◆ Required task
Recast the data below as a two-column CSV with the header prompt_text,outline_answer and one row per labeling entry. Put the wording up to and including "Traced:" in prompt_text and the outlines after it in outline_answer, quoting each field and replacing line breaks with spaces.

◆ Data records
>> start
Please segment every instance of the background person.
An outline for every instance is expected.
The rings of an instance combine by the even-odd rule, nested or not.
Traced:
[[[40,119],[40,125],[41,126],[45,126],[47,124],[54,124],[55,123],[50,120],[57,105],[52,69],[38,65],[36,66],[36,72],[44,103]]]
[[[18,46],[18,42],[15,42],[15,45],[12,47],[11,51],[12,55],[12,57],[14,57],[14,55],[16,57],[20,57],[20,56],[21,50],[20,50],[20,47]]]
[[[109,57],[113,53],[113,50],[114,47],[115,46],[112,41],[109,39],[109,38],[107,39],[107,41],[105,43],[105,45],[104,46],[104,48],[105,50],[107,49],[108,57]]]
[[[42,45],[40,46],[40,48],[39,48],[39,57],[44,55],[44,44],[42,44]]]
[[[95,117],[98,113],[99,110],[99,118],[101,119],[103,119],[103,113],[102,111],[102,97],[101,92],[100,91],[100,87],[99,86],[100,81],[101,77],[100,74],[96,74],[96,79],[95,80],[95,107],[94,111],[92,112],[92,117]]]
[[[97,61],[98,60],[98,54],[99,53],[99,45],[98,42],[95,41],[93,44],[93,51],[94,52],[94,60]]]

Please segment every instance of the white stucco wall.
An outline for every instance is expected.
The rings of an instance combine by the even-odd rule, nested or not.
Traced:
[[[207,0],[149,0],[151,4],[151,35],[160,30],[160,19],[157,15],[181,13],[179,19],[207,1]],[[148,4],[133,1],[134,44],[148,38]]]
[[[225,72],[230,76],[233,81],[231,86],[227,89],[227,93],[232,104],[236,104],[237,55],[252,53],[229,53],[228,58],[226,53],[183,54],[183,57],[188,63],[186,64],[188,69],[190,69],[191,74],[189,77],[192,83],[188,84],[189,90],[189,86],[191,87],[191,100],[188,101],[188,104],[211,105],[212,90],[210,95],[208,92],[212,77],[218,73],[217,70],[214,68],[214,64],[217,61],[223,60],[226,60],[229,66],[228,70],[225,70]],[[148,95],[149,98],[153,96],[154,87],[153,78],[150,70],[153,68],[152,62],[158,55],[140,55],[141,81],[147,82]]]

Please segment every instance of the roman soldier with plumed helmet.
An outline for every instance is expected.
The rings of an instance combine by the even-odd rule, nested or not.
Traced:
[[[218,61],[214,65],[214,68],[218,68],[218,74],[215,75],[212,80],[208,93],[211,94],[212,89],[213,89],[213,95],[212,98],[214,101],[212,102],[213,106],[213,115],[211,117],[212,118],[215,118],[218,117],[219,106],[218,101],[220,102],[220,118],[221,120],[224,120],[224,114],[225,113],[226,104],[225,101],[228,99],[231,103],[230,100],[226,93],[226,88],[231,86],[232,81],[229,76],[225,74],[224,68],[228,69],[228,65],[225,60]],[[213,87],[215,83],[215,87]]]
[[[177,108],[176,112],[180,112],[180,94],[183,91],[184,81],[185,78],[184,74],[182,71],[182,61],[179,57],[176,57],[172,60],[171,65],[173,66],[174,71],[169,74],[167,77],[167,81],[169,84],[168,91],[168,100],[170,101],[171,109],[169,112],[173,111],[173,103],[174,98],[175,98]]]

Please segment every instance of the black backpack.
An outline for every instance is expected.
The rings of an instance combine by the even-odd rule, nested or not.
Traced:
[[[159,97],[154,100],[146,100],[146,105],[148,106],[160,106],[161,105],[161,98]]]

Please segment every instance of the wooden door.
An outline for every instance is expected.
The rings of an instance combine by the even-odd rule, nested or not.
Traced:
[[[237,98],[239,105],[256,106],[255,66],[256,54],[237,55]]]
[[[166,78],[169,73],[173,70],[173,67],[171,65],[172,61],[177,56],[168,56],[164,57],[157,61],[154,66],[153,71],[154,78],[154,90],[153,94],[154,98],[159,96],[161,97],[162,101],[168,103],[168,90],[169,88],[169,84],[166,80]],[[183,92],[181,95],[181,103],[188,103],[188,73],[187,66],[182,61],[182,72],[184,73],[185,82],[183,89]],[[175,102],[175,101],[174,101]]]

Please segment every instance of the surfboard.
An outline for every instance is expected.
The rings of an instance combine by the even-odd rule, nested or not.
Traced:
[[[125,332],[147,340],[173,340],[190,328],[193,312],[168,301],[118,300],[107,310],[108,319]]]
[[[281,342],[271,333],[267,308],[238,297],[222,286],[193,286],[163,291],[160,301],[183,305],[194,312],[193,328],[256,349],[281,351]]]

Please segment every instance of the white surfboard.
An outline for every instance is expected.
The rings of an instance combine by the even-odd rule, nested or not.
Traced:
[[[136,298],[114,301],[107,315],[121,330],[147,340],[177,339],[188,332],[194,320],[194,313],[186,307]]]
>> end
◆ Finished task
prompt_text,outline_answer
"Please segment every instance of the background person. An outline for every instance is expected. The rings of an instance combine by the even-odd rule, nested or not. Traced:","[[[40,119],[40,125],[41,126],[45,126],[47,124],[54,124],[55,123],[50,120],[57,105],[52,69],[38,65],[36,66],[36,72],[44,103]]] [[[18,46],[18,42],[15,42],[15,45],[12,47],[11,51],[12,55],[12,57],[14,57],[14,55],[16,57],[20,57],[20,56],[21,50],[20,50],[20,47]]] [[[109,57],[113,53],[113,50],[114,47],[115,46],[112,41],[109,39],[109,38],[107,39],[107,41],[105,43],[105,45],[104,46],[104,48],[105,50],[107,49],[108,57]]] [[[42,45],[40,46],[40,48],[39,48],[39,57],[44,55],[44,44],[42,44]]] [[[95,117],[98,113],[99,110],[99,118],[101,119],[103,119],[103,113],[102,111],[102,97],[101,92],[100,91],[100,87],[99,86],[100,81],[101,77],[100,74],[96,74],[96,79],[95,80],[95,107],[94,111],[92,112],[92,117]]] [[[97,61],[98,60],[98,54],[99,53],[99,45],[98,42],[95,41],[93,44],[93,51],[94,52],[94,60]]]"
"Please segment every instance of the white stucco wall. An outline for every instance is expected. The rings of an instance combine by the even-odd rule, nested or not. Traced:","[[[207,0],[149,0],[151,4],[151,35],[160,30],[160,19],[157,15],[181,13],[179,19],[207,1]],[[148,4],[133,1],[134,44],[148,38]]] [[[225,72],[230,76],[233,81],[231,86],[227,89],[227,93],[232,104],[236,104],[237,55],[252,53],[229,53],[228,58],[226,53],[183,54],[183,57],[188,63],[186,64],[188,69],[190,69],[191,74],[189,77],[192,83],[188,84],[189,90],[189,86],[191,87],[191,100],[188,101],[188,104],[211,105],[212,90],[210,95],[208,92],[212,77],[218,73],[217,70],[214,68],[214,64],[217,61],[223,60],[226,60],[229,66],[228,70],[225,70]],[[148,95],[149,98],[153,96],[154,87],[153,78],[150,70],[153,68],[152,62],[158,55],[140,55],[141,81],[147,82]]]"
"Please segment every instance of the roman soldier with plumed helmet. An outline for every instance is expected. The rings of an instance combine by the even-odd rule, nested or not. Traced:","[[[218,61],[214,65],[214,68],[218,68],[218,74],[215,75],[212,80],[208,93],[211,94],[212,89],[213,89],[213,95],[212,98],[214,101],[212,102],[213,106],[213,115],[211,117],[212,118],[215,118],[218,117],[219,106],[218,101],[220,102],[220,118],[221,120],[224,120],[224,114],[225,113],[226,104],[225,101],[228,99],[231,103],[230,100],[226,93],[226,88],[231,86],[232,81],[229,76],[225,74],[224,68],[228,69],[228,65],[225,60]],[[213,87],[215,83],[215,87]]] [[[177,108],[176,112],[180,112],[180,94],[183,91],[184,81],[185,78],[184,74],[182,71],[182,61],[179,57],[176,57],[172,60],[171,65],[173,66],[174,71],[169,74],[167,77],[167,81],[169,84],[168,91],[168,100],[170,101],[171,109],[169,112],[173,111],[173,103],[174,98],[175,98]]]"
"Please segment every instance of the black backpack. An outline for every instance is expected. The rings of an instance combine by the even-odd rule, nested or not. Traced:","[[[159,97],[154,100],[146,100],[146,105],[148,106],[160,106],[161,105],[161,98]]]"
"Please segment every instance of the wooden door. An outline for every instance is expected. The rings of an instance combine by the even-odd rule, nested or not. Traced:","[[[237,98],[239,105],[256,106],[255,66],[256,54],[237,55]]] [[[166,78],[169,73],[173,70],[173,67],[171,65],[172,61],[177,56],[168,56],[164,57],[157,61],[154,66],[153,71],[154,78],[154,90],[153,94],[154,98],[159,96],[161,97],[162,101],[168,103],[168,90],[169,88],[169,84],[166,80]],[[183,92],[181,95],[181,103],[188,103],[188,73],[187,66],[182,61],[182,72],[184,73],[185,82],[183,89]],[[175,102],[175,101],[174,101]]]"
"Please segment every instance of the surfboard. An outline for every instance is expected. The rings of an instance combine by the even-odd rule, nested or not. Traced:","[[[125,332],[147,340],[173,340],[190,328],[193,312],[168,301],[118,300],[107,310],[108,319]]] [[[281,342],[271,333],[267,308],[238,297],[222,286],[193,286],[163,291],[160,301],[183,305],[194,312],[193,328],[256,349],[281,351]]]"
"Please segment every instance of the white surfboard. An outline for every instance is expected. The rings of an instance combine by the even-odd rule, nested or not. Traced:","[[[136,298],[114,301],[107,315],[121,330],[147,340],[177,339],[188,332],[194,320],[194,313],[186,307]]]"